At constant fanout the delay increases exponentially as  $V_{dd}$  decreases. For constant  $V_{dd}$  the delay is a straight line as one typically expects for superthreshold operation. Adopting the terminology of *logical effort* [7], we observe that both the delay of an unloaded gate, or *parasitic delay*, and the increase of delay with fanout, or *logical effort*, increase as  $V_{dd}$  decreases.

Fig. 3 shows the static noise margin for the two inverters as a function of  $V_{dd}$ . The noise margin for both devices degrades gracefully as  $V_{dd}$  falls. Resizing the pMOS transistor improves the minimum static noise margin by 17 mV; however it does not improve average propagation delay and will only increase switching and leakage energy. Thus, for the remainder of the experiments we use equal width pMOS and nMOS. They are all minimum-width, except when noted otherwise.

2) NAND Characteristics and Fanin: Fig. 2 also shows the average of rising and falling propagation delays for 2 and 3-input NAND gates. While the parasitic delay for the 3-input gate is larger, the logical efforts of the two gates are approximately equal. Fanin is affecting capacity to drive a load less than expected for superthreshold circuits. The increased fanin does not affect noise margin with both gates having 0.091 V of margin at  $V_{dd} = 0.3$  V. This is considered further in Section II-B5.

<sup>&</sup>lt;sup>1</sup>Magic Version 7.5 Revision 145, from http://opencircuitdesign.com/ <sup>2</sup>ftp://ftp.mosis.edu/pub/sondeen/magic/new/beta/current.tar.gz downloaded on 29 September 2008

http://www.mosis.com/cgi-bin/params/tsmc-018/t28m\_lo\_epi-params.txt



Fig. 3: Static noise margins for inverters with P:N ratios of 1:1 and 2.5:1



Fig. 4: Leakage power in a 2-input NAND gate.



The energy per switch for a 2-input NAND gate is shown in Fig. 5.

4) Threshold Voltage Variations: To explore the effect of threshold voltage variations, fast and slow design corners were simulated with a 0.04 V decrease or increase in  $|V_t|$  respectively. Temperature was 70°C throughout. Fig. 6 shows the effect on the average delay of a 2-input NAND gate. The minimum noise margin at  $V_{dd}=0.3$  V fell from 0.091 V at the TT corner to only 0.051 V at the FS corner. Maximum



Fig. 5: Switching energy for the slow input in a 2-input NAND gate.



Fig. 6: Average 2-input NAND propagation delay at design corners corresponding to  $\pm 0.04~V$  changes in  $V_t$ .

leakage power increased from 6.7 pW at the TT corner to 16.4pW at the FF corner. These results confirm the dramatic influence of  $V_t$  variations.

• What you need to do:
Reproduce the circuit-characterization passage starting with "The energy per" and going on through "input in a 2-input NAND gate.", changing "design corners" to "process corners".

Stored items
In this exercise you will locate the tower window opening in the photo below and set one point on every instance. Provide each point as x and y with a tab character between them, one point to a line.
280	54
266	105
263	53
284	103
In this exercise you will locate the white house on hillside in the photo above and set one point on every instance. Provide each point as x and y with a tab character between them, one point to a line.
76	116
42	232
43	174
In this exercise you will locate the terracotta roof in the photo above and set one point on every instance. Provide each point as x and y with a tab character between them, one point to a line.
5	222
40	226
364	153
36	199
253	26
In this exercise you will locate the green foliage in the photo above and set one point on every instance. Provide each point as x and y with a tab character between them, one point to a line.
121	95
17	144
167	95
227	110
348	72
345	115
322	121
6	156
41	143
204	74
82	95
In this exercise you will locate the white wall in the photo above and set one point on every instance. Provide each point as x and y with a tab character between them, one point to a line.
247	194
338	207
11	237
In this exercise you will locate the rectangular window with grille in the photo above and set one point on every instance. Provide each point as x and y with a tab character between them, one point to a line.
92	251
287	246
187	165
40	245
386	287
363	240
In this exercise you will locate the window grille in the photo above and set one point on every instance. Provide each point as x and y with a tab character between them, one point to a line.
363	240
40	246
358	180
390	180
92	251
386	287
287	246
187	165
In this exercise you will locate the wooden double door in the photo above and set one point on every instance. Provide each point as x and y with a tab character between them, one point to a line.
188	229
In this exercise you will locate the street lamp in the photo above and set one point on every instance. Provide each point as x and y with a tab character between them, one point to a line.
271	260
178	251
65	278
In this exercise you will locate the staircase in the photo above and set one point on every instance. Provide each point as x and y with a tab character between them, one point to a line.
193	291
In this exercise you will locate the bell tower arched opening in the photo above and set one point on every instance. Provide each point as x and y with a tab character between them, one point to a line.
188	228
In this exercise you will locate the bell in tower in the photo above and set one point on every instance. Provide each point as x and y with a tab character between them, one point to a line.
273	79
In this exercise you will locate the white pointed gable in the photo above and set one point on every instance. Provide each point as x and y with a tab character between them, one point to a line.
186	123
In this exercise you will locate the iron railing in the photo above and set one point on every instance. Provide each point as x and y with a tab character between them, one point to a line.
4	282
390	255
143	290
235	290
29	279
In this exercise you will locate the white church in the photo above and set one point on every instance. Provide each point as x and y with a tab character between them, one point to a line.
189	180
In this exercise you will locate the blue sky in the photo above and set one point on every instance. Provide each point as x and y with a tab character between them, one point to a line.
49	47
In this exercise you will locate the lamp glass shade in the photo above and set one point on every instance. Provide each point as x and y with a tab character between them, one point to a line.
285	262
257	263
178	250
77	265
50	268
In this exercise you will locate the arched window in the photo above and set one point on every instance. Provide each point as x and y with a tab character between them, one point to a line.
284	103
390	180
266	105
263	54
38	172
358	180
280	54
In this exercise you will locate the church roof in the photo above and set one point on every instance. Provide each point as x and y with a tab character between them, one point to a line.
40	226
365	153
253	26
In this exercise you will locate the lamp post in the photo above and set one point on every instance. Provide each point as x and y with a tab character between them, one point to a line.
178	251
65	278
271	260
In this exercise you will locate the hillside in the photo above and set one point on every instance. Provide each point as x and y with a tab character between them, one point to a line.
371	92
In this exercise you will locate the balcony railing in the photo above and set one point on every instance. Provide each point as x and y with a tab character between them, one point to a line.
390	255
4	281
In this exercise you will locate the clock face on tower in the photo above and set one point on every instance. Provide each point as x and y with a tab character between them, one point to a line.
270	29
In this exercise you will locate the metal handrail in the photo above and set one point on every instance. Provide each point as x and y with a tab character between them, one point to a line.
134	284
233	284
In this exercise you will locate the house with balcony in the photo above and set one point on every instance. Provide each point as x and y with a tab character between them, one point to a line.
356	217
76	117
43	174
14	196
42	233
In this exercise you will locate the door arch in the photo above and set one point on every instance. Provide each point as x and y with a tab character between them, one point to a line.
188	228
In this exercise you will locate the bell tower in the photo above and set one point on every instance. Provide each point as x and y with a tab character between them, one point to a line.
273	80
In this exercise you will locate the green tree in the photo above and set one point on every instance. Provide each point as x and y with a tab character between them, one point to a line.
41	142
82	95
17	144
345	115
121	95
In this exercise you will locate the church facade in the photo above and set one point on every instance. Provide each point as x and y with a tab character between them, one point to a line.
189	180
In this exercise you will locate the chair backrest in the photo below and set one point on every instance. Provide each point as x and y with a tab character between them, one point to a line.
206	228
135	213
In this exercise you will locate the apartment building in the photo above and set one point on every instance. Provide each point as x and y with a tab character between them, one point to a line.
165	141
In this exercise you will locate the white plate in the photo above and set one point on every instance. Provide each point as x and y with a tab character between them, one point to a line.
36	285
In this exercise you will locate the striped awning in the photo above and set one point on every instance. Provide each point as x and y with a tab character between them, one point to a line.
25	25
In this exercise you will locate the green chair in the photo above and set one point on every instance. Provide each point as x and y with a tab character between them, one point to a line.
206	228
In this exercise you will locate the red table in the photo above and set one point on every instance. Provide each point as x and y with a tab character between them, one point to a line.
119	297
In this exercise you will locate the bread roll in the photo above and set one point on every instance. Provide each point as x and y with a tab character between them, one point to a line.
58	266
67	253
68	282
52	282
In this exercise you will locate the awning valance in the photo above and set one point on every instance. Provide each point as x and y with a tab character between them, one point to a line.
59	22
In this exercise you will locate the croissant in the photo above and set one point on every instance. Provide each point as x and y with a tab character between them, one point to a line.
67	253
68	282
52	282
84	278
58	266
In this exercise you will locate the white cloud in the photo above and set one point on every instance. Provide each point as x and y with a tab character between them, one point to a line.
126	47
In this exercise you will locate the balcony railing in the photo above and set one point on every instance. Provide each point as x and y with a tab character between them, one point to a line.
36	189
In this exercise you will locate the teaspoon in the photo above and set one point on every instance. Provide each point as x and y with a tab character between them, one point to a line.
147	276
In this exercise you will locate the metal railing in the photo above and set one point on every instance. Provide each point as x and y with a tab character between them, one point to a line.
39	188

• Answer section:
The energy per switch for a 2-input NAND gate is shown in Fig. 5.

4) Threshold Voltage Variations: To explore the effect of threshold voltage variations, fast and slow process corners were simulated with a 0.04 V decrease or increase in  $|V_t|$  respectively. Temperature was 70°C throughout. Fig. 6 shows the effect on the average delay of a 2-input NAND gate. The minimum noise margin at  $V_{dd}=0.3$  V fell from 0.091 V at the TT corner to only 0.051 V at the FS corner. Maximum



Fig. 5: Switching energy for the slow input in a 2-input NAND gate.